===== SUPPLIED RECORDS
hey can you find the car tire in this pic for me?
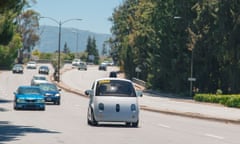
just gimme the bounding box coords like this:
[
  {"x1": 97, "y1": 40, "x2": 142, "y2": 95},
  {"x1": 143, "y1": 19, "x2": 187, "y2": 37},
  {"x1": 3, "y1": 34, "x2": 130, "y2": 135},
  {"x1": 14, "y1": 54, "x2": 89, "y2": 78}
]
[
  {"x1": 54, "y1": 101, "x2": 60, "y2": 105},
  {"x1": 14, "y1": 104, "x2": 18, "y2": 110},
  {"x1": 132, "y1": 120, "x2": 139, "y2": 128},
  {"x1": 126, "y1": 122, "x2": 131, "y2": 127},
  {"x1": 89, "y1": 108, "x2": 97, "y2": 126}
]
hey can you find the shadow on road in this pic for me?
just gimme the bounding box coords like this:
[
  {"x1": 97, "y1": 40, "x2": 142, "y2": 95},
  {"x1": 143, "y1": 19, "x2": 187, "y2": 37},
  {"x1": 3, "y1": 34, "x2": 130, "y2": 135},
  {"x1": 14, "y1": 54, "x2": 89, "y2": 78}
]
[
  {"x1": 0, "y1": 99, "x2": 12, "y2": 112},
  {"x1": 0, "y1": 99, "x2": 12, "y2": 104},
  {"x1": 0, "y1": 121, "x2": 60, "y2": 143}
]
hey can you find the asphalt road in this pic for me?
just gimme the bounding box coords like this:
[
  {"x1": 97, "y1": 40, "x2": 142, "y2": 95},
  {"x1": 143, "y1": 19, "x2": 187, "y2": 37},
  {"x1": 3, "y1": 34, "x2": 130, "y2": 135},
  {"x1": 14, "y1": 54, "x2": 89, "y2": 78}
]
[{"x1": 0, "y1": 63, "x2": 240, "y2": 144}]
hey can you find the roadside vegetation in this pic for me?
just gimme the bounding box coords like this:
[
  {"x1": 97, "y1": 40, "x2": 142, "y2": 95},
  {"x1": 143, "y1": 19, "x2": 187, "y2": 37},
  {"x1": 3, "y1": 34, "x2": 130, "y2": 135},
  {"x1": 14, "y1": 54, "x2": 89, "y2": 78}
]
[
  {"x1": 194, "y1": 93, "x2": 240, "y2": 108},
  {"x1": 109, "y1": 0, "x2": 240, "y2": 96}
]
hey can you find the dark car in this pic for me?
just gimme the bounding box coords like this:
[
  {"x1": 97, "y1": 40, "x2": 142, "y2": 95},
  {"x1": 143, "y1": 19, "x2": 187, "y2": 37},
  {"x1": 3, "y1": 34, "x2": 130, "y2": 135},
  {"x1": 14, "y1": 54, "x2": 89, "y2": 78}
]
[
  {"x1": 109, "y1": 71, "x2": 117, "y2": 77},
  {"x1": 14, "y1": 86, "x2": 45, "y2": 110},
  {"x1": 38, "y1": 83, "x2": 61, "y2": 105},
  {"x1": 38, "y1": 65, "x2": 49, "y2": 75},
  {"x1": 12, "y1": 64, "x2": 24, "y2": 74},
  {"x1": 99, "y1": 63, "x2": 107, "y2": 71}
]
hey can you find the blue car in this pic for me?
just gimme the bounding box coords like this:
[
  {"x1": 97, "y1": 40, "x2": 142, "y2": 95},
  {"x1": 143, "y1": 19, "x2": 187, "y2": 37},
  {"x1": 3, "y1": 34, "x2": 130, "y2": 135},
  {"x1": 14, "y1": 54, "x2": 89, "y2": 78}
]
[
  {"x1": 14, "y1": 86, "x2": 45, "y2": 110},
  {"x1": 38, "y1": 83, "x2": 61, "y2": 105}
]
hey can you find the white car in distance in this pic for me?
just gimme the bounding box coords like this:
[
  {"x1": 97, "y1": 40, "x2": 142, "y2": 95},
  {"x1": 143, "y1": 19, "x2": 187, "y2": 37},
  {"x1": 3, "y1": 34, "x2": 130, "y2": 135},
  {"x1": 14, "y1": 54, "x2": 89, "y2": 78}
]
[
  {"x1": 31, "y1": 75, "x2": 48, "y2": 86},
  {"x1": 72, "y1": 59, "x2": 81, "y2": 67},
  {"x1": 26, "y1": 61, "x2": 37, "y2": 69}
]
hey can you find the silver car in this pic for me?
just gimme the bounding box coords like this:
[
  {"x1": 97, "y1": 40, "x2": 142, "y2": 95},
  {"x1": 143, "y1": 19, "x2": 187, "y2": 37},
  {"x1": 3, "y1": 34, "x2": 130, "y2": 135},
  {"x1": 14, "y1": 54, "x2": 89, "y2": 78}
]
[
  {"x1": 31, "y1": 75, "x2": 48, "y2": 86},
  {"x1": 85, "y1": 78, "x2": 142, "y2": 127}
]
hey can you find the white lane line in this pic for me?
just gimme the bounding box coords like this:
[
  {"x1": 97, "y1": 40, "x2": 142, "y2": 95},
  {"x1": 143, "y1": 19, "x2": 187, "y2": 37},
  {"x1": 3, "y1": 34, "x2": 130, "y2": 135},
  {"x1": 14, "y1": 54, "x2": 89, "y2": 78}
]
==========
_THE TASK_
In the entries above, which lines hold the word "white"? Copy them out.

_RESPONSE BELOW_
hey can you find the white car in distance in this pic for me?
hey can you find the white lane line in this pic for me?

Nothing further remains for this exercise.